Coordinate annotation entries
** Begin **

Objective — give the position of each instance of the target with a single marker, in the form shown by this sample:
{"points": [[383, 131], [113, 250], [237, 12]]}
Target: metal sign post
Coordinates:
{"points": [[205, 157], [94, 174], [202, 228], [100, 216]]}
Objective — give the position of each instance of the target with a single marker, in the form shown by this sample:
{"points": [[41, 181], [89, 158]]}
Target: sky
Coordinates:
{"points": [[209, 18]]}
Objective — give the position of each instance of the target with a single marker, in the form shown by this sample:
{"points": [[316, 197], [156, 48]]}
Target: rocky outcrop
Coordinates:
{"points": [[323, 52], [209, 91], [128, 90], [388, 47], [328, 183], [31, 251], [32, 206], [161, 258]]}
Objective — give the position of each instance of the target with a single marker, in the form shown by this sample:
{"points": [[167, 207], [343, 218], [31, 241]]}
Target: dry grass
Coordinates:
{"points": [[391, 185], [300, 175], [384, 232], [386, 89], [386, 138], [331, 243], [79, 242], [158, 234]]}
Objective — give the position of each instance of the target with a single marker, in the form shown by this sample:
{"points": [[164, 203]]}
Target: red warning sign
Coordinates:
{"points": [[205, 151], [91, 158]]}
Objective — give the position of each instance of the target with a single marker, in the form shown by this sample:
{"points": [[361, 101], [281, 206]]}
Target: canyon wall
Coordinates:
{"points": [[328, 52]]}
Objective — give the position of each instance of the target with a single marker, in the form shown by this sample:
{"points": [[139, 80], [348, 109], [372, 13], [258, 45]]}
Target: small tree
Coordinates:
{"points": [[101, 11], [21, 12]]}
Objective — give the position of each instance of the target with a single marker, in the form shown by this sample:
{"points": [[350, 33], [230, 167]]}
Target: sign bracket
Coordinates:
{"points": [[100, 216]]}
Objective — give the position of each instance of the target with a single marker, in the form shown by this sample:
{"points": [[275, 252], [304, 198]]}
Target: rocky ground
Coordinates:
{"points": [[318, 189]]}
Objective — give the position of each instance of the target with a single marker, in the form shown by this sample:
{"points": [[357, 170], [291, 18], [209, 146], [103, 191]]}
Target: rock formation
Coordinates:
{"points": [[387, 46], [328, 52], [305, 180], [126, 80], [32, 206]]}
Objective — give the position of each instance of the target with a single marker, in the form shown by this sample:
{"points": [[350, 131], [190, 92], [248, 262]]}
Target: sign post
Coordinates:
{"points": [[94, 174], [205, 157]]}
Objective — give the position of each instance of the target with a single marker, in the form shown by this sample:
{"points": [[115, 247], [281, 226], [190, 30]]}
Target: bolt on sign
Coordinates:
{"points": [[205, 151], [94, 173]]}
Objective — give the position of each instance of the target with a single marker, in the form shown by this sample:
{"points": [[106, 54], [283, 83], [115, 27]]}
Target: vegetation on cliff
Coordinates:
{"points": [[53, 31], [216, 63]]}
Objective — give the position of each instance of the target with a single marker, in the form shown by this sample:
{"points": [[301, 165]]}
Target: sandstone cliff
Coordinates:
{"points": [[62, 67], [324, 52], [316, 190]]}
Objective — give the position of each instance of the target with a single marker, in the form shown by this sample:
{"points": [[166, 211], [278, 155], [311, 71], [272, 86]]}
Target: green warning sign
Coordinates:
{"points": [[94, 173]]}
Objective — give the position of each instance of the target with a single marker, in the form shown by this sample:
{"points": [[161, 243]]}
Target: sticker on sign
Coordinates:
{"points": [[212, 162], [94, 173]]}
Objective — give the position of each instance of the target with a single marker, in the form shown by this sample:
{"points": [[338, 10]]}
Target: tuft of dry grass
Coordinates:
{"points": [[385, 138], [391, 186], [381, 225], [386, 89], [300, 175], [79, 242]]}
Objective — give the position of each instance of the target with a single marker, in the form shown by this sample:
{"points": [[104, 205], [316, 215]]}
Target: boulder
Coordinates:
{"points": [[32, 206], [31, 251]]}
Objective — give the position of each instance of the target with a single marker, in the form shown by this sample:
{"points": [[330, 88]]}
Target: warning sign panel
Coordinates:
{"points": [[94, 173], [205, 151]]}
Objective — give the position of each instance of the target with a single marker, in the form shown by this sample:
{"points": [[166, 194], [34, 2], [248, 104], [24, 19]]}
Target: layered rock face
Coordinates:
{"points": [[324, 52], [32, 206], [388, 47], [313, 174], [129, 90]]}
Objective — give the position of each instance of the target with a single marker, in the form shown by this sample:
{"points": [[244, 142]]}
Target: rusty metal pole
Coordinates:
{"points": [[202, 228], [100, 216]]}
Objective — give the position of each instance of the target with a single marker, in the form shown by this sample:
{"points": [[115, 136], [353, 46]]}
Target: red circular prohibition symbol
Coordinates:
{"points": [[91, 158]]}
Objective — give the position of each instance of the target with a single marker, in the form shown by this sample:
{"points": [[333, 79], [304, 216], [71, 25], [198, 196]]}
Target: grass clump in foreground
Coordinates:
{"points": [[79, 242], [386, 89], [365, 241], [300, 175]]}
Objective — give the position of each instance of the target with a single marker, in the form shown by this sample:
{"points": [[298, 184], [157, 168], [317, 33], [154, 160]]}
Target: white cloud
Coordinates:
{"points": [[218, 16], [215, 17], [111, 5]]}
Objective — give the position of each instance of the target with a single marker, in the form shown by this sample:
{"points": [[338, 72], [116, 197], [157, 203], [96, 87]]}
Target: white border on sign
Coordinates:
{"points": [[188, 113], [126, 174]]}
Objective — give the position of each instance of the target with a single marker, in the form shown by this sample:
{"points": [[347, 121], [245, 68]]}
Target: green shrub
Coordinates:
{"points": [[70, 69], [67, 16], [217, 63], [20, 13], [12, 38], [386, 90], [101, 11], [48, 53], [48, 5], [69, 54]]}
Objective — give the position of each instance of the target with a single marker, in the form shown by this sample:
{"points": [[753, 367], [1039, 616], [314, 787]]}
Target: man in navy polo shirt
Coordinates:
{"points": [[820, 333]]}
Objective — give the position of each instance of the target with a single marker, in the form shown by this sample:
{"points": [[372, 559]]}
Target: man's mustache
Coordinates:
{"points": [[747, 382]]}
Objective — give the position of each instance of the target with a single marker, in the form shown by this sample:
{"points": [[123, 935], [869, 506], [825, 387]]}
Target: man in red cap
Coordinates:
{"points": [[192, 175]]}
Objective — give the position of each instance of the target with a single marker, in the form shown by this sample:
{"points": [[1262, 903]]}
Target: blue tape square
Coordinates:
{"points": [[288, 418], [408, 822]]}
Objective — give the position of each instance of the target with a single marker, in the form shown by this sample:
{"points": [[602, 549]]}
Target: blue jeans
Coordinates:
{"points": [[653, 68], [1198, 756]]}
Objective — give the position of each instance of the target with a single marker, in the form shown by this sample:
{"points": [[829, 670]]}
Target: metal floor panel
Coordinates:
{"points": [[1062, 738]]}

** End **

> _AIM_: Output all of the data again. Match it exactly.

> _CORRECT OUTPUT_:
Objective — give the position of each instance of the target with a single marker, in the form shown by this sample:
{"points": [[383, 131], [113, 250], [237, 12]]}
Target: metal sign post
Coordinates:
{"points": [[205, 157], [94, 174], [202, 228], [100, 216]]}
Objective — give the position of each instance of the target with a single marker, in the form shown by this sample:
{"points": [[41, 181], [89, 158]]}
Target: sky
Coordinates:
{"points": [[209, 18]]}
Objective — give the position of each instance of the target with a single marker, in the form shown by this sample:
{"points": [[316, 197], [156, 48]]}
Target: rocky outcrop
Coordinates:
{"points": [[323, 52], [209, 91], [128, 90], [388, 47], [328, 183], [31, 251], [32, 206], [161, 258]]}
Objective — give the position of each instance of the target with a single marker, in the form shown by this sample:
{"points": [[167, 207], [343, 218], [31, 241]]}
Target: dry grass
Coordinates:
{"points": [[391, 185], [300, 175], [384, 232], [386, 89], [386, 138], [331, 243], [79, 242], [158, 234]]}
Objective — give the position of each instance of the target with a single marker, in the form shown by this sample:
{"points": [[164, 203]]}
Target: red warning sign
Coordinates:
{"points": [[205, 151], [91, 158]]}
Objective — give the position of each instance of the target with a single marker, in the form shown by this sample:
{"points": [[361, 101], [281, 206]]}
Target: canyon wall
Coordinates:
{"points": [[328, 52]]}
Objective — give the position of each instance of the target with a single marker, in the form shown by this sample:
{"points": [[139, 80], [348, 109], [372, 13], [258, 45]]}
Target: small tree
Coordinates:
{"points": [[101, 11], [21, 12]]}
Objective — give the position of each instance of the target with a single marker, in the form shown by this sample:
{"points": [[350, 33], [230, 167]]}
Target: sign bracket
Coordinates:
{"points": [[100, 216]]}
Objective — give the position of each instance of the target with a single marker, in the form shown by this sample:
{"points": [[275, 252], [304, 198]]}
Target: rocky ground
Coordinates:
{"points": [[318, 189]]}
Objective — give the position of each instance of the target with a single marker, in the form shown by this sample:
{"points": [[357, 170], [291, 18], [209, 146], [103, 191]]}
Target: rock formation
Coordinates:
{"points": [[387, 46], [328, 52], [305, 180], [126, 80], [32, 206]]}
Objective — give the position of each instance of the target with a single marker, in the form shown by this sample:
{"points": [[350, 131], [190, 92], [248, 262]]}
Target: sign post
Coordinates:
{"points": [[94, 174], [205, 157]]}
Objective — give the position of each instance of the target with a single marker, in the form shown by this sample:
{"points": [[115, 247], [281, 226], [190, 30]]}
Target: bolt on sign
Coordinates:
{"points": [[205, 151], [94, 173]]}
Objective — give the position of each instance of the target with a single marker, in the form shown by this sample:
{"points": [[106, 54], [283, 83], [115, 27]]}
Target: vegetation on cliff
Coordinates:
{"points": [[53, 31], [216, 63]]}
Objective — give the position of each instance of the target with a single marker, in the form shown by this sample:
{"points": [[301, 165]]}
Target: sandstone cliff
Coordinates:
{"points": [[62, 67], [324, 52], [316, 190]]}
Objective — give the position of each instance of the target with a single marker, in the form shown by this sample:
{"points": [[166, 211], [278, 155], [311, 71], [272, 86]]}
Target: green warning sign
Coordinates:
{"points": [[94, 173]]}
Objective — give the position of each instance of the target with a single marker, in the form shown by this sample:
{"points": [[161, 243]]}
Target: sticker on sign
Coordinates:
{"points": [[212, 162], [94, 173]]}
Objective — give the position of each instance of the target with a single marker, in the form shown by this sample:
{"points": [[338, 10]]}
Target: tuft of dry grass
Coordinates:
{"points": [[385, 138], [391, 186], [381, 225], [386, 89], [300, 175], [79, 242]]}
Objective — give the position of each instance of the target with a single marker, in the form shown by this sample:
{"points": [[104, 205], [316, 215]]}
Target: boulder
Coordinates:
{"points": [[32, 206], [31, 251]]}
Objective — give the position of each instance of the target with a single marker, in the form shown by this sample:
{"points": [[330, 88]]}
Target: warning sign panel
Coordinates:
{"points": [[94, 173], [205, 151]]}
Objective — give the position of each instance of the target with a single marker, in the form shown by this sample:
{"points": [[166, 194], [34, 2], [248, 104], [24, 19]]}
Target: layered rock face
Coordinates:
{"points": [[324, 52], [32, 206], [388, 47], [313, 174], [129, 90]]}
Objective — give the position of each instance of the target with a single marker, in the form shown by this sample:
{"points": [[244, 142]]}
Target: rusty metal pole
Coordinates:
{"points": [[202, 228], [100, 216]]}
Objective — give the position of each instance of the target with a single marker, in the form shown by this sample:
{"points": [[115, 136], [353, 46]]}
Target: red circular prohibition symbol
Coordinates:
{"points": [[91, 158]]}
Objective — give the position of each instance of the target with a single marker, in the form shown by this sample:
{"points": [[333, 79], [304, 216], [71, 25], [198, 196]]}
Target: grass clump in foreground
Coordinates:
{"points": [[79, 242], [386, 89], [365, 241], [300, 175]]}
Objective — give the position of each instance of the target with a single marker, in the form shown by this sample:
{"points": [[298, 184], [157, 168], [317, 33], [154, 160]]}
Target: white cloud
Coordinates:
{"points": [[218, 16], [215, 17], [111, 5]]}
Objective — give the position of each instance of the target with a single marker, in the form shown by this sample:
{"points": [[338, 72], [116, 197], [157, 203], [96, 87]]}
Target: white border on sign
Coordinates:
{"points": [[188, 113], [126, 174]]}
Objective — give the position of each instance of the target with a single marker, in the form shown by this sample:
{"points": [[347, 121], [245, 68]]}
Target: green shrub
Coordinates:
{"points": [[70, 69], [67, 16], [217, 63], [20, 13], [12, 38], [386, 90], [101, 11], [48, 53], [48, 5], [69, 54]]}
Objective — give the position of each instance of the target with a single marker, in the form shown by this sample:
{"points": [[753, 367], [1039, 616], [314, 787]]}
Target: man in navy polo shirt
Coordinates:
{"points": [[820, 333]]}
Objective — give the position of each instance of the target with a single marker, in the form shown by this sample:
{"points": [[372, 559]]}
Target: man's mustache
Coordinates:
{"points": [[747, 382]]}
Objective — give the position of each instance of the target with a single marker, in the form shown by this sample:
{"points": [[123, 935], [869, 506], [825, 387]]}
Target: man in red cap
Coordinates:
{"points": [[192, 175]]}
Objective — give the position of each instance of the target with a single marker, in the form shown by this sample:
{"points": [[1262, 903]]}
Target: blue tape square
Coordinates:
{"points": [[288, 418], [408, 822]]}
Objective — give the position of each instance of the target with a single marker, in the form shown by this sample:
{"points": [[602, 549]]}
Target: blue jeans
Coordinates:
{"points": [[653, 68], [1198, 756]]}
Objective — give the position of each instance of the target with a single marker, in the form shown by this sample:
{"points": [[829, 670]]}
Target: metal floor panel
Coordinates:
{"points": [[1062, 738]]}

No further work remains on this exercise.